**RECORDED INFORMATION**.
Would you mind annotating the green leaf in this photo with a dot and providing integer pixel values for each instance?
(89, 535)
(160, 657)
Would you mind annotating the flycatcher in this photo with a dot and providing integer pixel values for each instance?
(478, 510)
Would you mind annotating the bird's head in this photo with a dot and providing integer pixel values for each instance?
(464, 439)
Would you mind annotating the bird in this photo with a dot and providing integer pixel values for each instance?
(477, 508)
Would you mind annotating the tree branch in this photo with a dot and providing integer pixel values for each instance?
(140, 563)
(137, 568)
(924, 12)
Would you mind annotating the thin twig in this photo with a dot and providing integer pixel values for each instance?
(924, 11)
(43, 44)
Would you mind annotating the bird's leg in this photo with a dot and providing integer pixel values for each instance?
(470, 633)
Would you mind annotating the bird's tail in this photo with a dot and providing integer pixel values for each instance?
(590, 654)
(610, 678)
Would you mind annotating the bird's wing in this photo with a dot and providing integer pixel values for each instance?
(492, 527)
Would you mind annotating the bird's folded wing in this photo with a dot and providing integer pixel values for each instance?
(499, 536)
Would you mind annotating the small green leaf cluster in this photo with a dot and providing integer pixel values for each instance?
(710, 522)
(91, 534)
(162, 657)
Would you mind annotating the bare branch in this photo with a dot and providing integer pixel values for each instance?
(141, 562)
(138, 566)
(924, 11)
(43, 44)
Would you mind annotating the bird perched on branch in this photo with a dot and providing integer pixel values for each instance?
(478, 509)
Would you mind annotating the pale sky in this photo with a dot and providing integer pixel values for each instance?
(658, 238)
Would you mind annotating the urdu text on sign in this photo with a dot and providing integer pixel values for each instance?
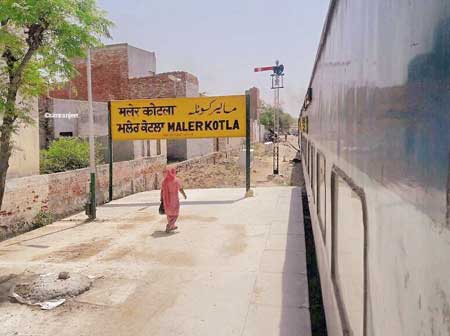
(178, 118)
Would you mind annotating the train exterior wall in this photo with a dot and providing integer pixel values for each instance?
(380, 116)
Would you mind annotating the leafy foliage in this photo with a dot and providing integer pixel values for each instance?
(38, 41)
(67, 154)
(266, 118)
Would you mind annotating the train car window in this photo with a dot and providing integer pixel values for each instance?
(307, 156)
(321, 192)
(349, 251)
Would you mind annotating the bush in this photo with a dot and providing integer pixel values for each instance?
(43, 218)
(67, 154)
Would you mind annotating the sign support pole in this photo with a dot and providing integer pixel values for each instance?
(248, 191)
(92, 206)
(110, 151)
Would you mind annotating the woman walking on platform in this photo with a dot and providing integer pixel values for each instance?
(171, 185)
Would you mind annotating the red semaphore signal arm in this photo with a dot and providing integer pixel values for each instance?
(270, 68)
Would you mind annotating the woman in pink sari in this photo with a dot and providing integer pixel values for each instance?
(171, 185)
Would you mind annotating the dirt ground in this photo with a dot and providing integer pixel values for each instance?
(226, 172)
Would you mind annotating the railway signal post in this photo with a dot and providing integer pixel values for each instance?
(277, 84)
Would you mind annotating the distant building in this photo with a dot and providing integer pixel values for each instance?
(24, 160)
(121, 71)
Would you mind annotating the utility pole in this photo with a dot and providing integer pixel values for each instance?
(92, 203)
(277, 84)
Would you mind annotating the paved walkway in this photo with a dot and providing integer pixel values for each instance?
(236, 267)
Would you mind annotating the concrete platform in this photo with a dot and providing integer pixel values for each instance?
(235, 267)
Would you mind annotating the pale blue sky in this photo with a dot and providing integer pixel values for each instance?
(222, 41)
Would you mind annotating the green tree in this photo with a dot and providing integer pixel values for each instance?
(68, 154)
(38, 39)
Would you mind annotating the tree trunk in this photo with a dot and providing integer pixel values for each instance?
(6, 132)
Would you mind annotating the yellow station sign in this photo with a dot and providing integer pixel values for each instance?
(178, 118)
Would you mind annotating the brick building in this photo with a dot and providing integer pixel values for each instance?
(121, 71)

**SET TASK**. Repeat each entry exactly as it appears; skip any picture.

**ANSWER**.
Would you mind annotating the green leaf in this photo with a dot and providing integer pixel values for each instance?
(89, 535)
(160, 657)
Would you mind annotating the flycatcher in this photo with a dot and providing integer pixel values for each instance?
(478, 510)
Would you mind annotating the bird's head in this photo with a dot and providing integer pixel values for each instance?
(464, 439)
Would you mind annotating the bird in this photo with a dot and providing integer pixel values for each instance?
(477, 508)
Would you mind annotating the tree branch in this photo with a dot and providing integer pixel values for each instance?
(140, 563)
(137, 568)
(924, 12)
Would you mind annotating the thin twig in this photo with a dot and providing integer pixel values for each instance?
(924, 11)
(43, 44)
Would you mind annotating the bird's leg in this photo with a dot and providing integer pixel values for each instance?
(470, 633)
Would you mind annotating the bird's tail in this photo with a dot and providing integer pixel values for each instance?
(590, 654)
(610, 678)
Would you mind annotating the bird's wing in this photo with a dot and providing integer pixel values for each instance?
(492, 527)
Would you mind annotating the bird's folded wing in this photo with a dot and providing integer pixel values for each instance?
(499, 536)
Would you mind annotating the small green leaf cluster in this photo with a dot and providing integer pixel values for each instance?
(710, 522)
(91, 534)
(162, 657)
Would you mind annotating the bare branch in this photo with a dot and providing integer pixel values for each instance?
(141, 562)
(138, 566)
(924, 11)
(43, 44)
Would you mind annotating the bird perched on branch in this photo with a dot and providing integer pixel values for each instance?
(478, 509)
Would you mind annotating the pale sky in this photo with a dot and providing integer pixel values for each instance?
(658, 238)
Would you mind annotating the urdu text on sign in this photo with a dot and providing integer pixel values for each instance?
(178, 118)
Would you mind annotating the train exterior wall in this photo with a dot and providing integer pixel values for each instance?
(380, 116)
Would you mind annotating the leafy foliage in this photo with a dot and providing integer pixel values for each instance?
(38, 41)
(67, 154)
(266, 118)
Would you mind annotating the train car window in this photo with a dot and providing integer pixel values for each instance?
(307, 156)
(321, 192)
(349, 251)
Would you mind annotating the bush in this photo with a dot and providing integer pixel values for each instance?
(43, 218)
(67, 154)
Would you mind annotating the sign support pole in this photo with a dot and providing integer pixel values for each instance?
(248, 191)
(92, 206)
(110, 151)
Would you mind annotating the woman walking on platform in this photo with a dot and providing integer pixel values for each instance?
(171, 185)
Would you mind annotating the red semaphore signal arm in this photo with a dot and providing integer pixel values for each instance?
(270, 68)
Would you mind annotating the woman in pink sari in this photo with a dot and providing integer pixel values for each instance?
(171, 185)
Would you mind annotating the dirt ground in this photo with a dot and providing integer pixel values for each instance?
(226, 172)
Would you mind annotating the railway signal post in this photo with a dot and providing integer pixel values for each instance?
(277, 84)
Would you mind annotating the distant building in this photo with a dot and providing integer pixel values for each instance?
(24, 160)
(121, 71)
Would you mind annotating the utility pole in this photo with a dot and providing integer pixel values for each instance?
(92, 203)
(277, 84)
Would you mind annotating the paved walkway in this photo with a dot and providing integer pixel values for each instance?
(236, 267)
Would you mind annotating the concrete platform in this photo with a dot and providing integer pixel values for each instance?
(235, 267)
Would you mind annotating the pale blue sky in this photo with a dot and providing integer pixel values for each instance?
(222, 41)
Would you mind annotating the green tree in this photo with a dot and providing integer pixel values for each instance?
(68, 154)
(38, 39)
Would you mind annotating the tree trunk in this photo with a dot and providing integer pixel values for each instance?
(6, 132)
Would you mind annotating the yellow station sign in this photo with a dot and providing integer pixel values for each instance?
(178, 118)
Would you mind annotating the brick building in this photo with a dot and providing integer pixel values for each instance?
(121, 71)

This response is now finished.